## DATA SHOWN
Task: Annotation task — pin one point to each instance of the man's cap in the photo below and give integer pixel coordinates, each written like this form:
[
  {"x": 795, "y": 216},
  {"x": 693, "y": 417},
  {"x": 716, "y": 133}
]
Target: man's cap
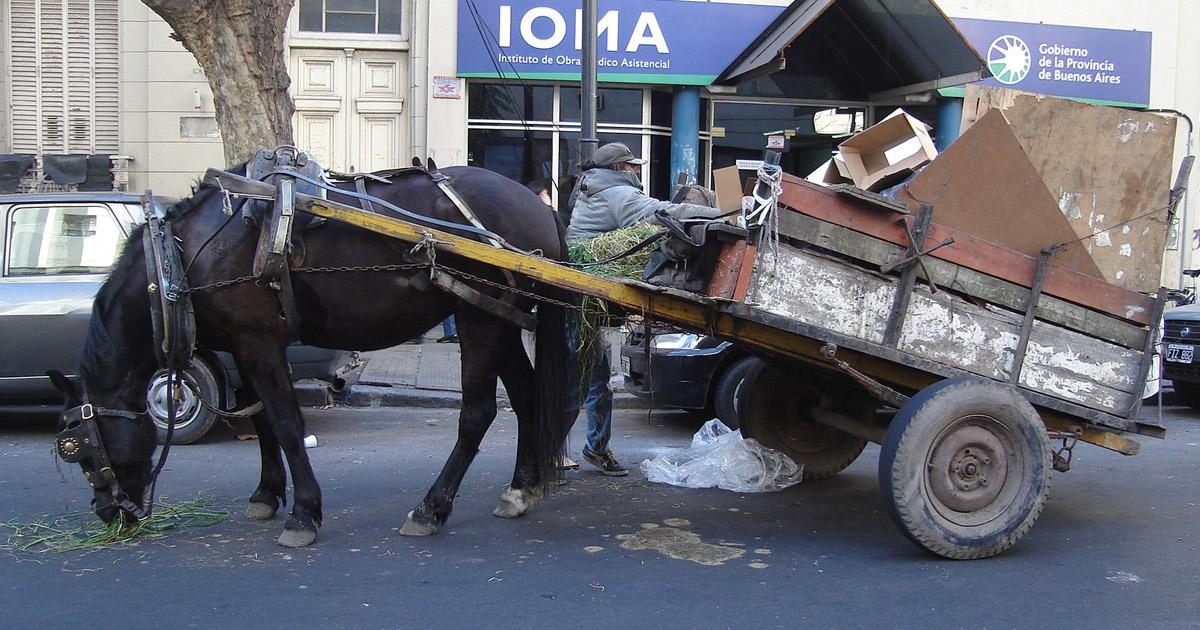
[{"x": 613, "y": 154}]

## TASK PROMPT
Transcribe the material exactly, leaving every picture out.

## SOLUTION TO THIS TASK
Task: Annotation task — pin one point to each instance of the man's cap in the photo below and give integer pixel coordinates, each written like this form:
[
  {"x": 795, "y": 216},
  {"x": 693, "y": 417},
  {"x": 716, "y": 133}
]
Target: man's cap
[{"x": 613, "y": 154}]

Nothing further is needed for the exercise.